» **Exercise goal**:
Reproduce word for word the part of the rootkit text starting with "In principle, the" and going on through "Otherwise, good luck.".

In principle, the countermeasures to such techniques are quite limited. Besides the already mentioned "brute-force password guessing," the rest is limited to trying a "live" analysis of the volume and an "entropy test" designed to determine whether the data has been encrypted using a known algorithm. Another possibility is the exploitation of encryption algorithm's vulnerabilities, especially considering customized ones. Otherwise, good luck.
Rootkits
Rootkits are often used to mask files, directories, registry keys and active processes, and lend themselves to in-depth considerations. They are, of course, effective only in the course of a live analysis of the system under investigation.
Usually, we can divide them into two main categories, closely related to the area in which they work: UserSpace Rootkit (Ring 3) and KernelSpace Rootkit (Ring 0). Because they are able to alter the resulting output of standard system function calls, they can, consequently, also alter the results of forensics tools.
There are many ways to deliberately implement rootkit techniques within our own system in order to hide information, the details of which will need a dedicated paper, but generally, they make use of code or DLL injection, at least for those at Ring 3, through which to perform hooking or patching of the commonly used API functions. Ring 0 rootkit, on the other hand, are usually implemented using the operating systems support for device drivers in kernel-mode.
Although their use may seem unlikely in systems subject to investigation, they can be present especially in cases related to cyber crimes and where we suspect a good technical skill of the owner.
In order to show that it can be relatively easy to implement these techniques, we can create a simple global DLL injection by changing the value of the registry key "HKLMSoftware MicrosoftWindows NTCurrentVersionWindowsAppInit_DLLs" in order to load an arbitrary library in all processes that use the User32.dll, which only a few do not use.
The piece of code presented below is the main instructions for changing the value of this key:
[plain]RegOpenKeyEx(HKEY_LOCAL_MACHINE,"SoftwareMicrosoftWindows NTCurrentVersionWindows",0,KEY_SET_VALUE,&hKey );
GetWindowsDirectory(PATH_SISTEMA,sizeof(PATH_SISTEMA));
strcat_s(PATH_SISTEMA,"my_rootkit_library.dll");
RegSetValueEx(hKey,"Appinit_Dlls",0,REG_SZ,(const
unsigned
char*)PATH_SISTEMA,sizeof(PATH_SISTEMA));
[/plain]
Next, this is the main code of our custom prepared DLL to hide a specific process in our system through the use of Mhook library:
[plain]do
{
pCurrent = pNext;
pNext = (PMY_SYSTEM_PROCESS_INFORMATION)((PUCHAR)pCurrent + pCurrent->NextEntryOffset);
if (!wcsncmp(pNext->ImageName.Buffer, L"notepad.exe", pNext->ImageName.Length))
{
if (0 == pNext->NextEntryOffset)
{
pCurrent->NextEntryOffset = 0;
}
else
{
pCurrent->NextEntryOffset += pNext->NextEntryOffset;
}
pNext = pCurrent;
}
}
while(pCurrent->NextEntryOffset != 0);
}
[/plain]
Once the value of the registry key is modified, the result is that the process "notepad.exe" will no longer be shown in software like Task Manager or Process Explorer.

» **Data segment**:
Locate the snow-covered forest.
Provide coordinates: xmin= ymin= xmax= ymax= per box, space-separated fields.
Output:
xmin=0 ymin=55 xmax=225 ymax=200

» **Response for this exercise**:
In principle, the countermeasures to such techniques are quite limited. Besides the already mentioned "brute-force password guessing," the rest is limited to trying a "live" analysis of the volume and an "entropy test" designed to determine whether the data has been encrypted using a known algorithm. Another possibility is the exploitation of encryption algorithm's vulnerabilities, especially considering customized ones. Otherwise, good luck.